= How to complete this task =
Only the lines below from the one containing "Where can you see the white tank" to the one containing "Where can you see the woman's hand?" should be repeated, both included and unchanged.

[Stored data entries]
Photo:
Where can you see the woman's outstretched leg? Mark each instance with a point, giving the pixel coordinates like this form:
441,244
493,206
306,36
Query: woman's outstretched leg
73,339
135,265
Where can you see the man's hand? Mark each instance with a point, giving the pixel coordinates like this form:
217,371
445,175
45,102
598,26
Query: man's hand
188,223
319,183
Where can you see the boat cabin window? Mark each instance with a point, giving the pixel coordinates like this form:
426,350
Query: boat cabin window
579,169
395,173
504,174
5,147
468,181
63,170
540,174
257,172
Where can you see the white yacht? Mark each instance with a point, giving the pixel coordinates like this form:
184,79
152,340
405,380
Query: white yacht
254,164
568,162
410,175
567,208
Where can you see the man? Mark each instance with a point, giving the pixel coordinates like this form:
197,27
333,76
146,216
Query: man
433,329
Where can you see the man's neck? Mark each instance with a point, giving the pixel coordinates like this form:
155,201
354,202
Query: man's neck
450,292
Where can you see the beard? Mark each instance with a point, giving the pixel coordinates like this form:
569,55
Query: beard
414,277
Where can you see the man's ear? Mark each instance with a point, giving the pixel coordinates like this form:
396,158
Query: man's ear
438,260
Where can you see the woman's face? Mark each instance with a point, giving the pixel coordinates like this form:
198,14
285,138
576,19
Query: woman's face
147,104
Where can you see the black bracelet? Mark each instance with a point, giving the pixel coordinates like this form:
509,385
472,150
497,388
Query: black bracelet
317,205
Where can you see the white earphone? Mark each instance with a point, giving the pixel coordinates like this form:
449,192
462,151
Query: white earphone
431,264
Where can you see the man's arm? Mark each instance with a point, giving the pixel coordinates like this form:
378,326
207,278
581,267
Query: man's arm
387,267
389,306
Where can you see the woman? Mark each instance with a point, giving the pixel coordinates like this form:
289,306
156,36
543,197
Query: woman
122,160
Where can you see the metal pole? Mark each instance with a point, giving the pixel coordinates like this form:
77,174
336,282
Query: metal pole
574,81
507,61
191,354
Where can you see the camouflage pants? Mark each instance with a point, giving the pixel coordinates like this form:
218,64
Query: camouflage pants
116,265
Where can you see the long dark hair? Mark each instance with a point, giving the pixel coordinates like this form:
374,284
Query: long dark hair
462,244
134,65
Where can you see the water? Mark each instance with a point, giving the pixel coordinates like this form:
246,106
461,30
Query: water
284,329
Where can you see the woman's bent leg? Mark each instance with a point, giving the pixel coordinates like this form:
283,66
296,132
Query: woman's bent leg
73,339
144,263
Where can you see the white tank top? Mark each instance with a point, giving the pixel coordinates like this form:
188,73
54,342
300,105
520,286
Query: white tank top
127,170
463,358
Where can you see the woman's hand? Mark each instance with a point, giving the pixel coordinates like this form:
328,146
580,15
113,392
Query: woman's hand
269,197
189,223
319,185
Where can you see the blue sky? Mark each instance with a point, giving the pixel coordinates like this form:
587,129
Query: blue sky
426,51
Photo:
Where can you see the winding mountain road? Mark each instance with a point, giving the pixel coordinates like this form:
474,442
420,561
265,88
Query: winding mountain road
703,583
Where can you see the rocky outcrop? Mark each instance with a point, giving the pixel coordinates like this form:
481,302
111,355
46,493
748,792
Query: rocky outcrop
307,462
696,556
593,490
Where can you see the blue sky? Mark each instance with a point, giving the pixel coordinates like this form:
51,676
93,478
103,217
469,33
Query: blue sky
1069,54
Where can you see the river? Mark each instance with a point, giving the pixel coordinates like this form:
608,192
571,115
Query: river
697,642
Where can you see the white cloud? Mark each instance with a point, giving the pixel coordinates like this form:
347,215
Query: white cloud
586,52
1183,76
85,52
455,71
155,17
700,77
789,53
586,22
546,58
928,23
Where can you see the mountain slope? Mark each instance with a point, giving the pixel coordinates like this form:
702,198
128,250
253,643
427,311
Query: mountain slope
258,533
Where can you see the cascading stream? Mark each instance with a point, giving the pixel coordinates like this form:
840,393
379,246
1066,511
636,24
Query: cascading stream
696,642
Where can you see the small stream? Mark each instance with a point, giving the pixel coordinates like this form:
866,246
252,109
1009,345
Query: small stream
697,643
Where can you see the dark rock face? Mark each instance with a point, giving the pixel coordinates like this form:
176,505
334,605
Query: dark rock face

= Exercise solution =
Where can you see the white tank top? Mark each instance with a point, giving the pixel coordinates like this form:
188,73
54,342
300,105
520,286
Query: white tank top
127,170
463,358
Where can you see the woman's hand? Mark each instance with a point, giving the pixel coordinates like this form:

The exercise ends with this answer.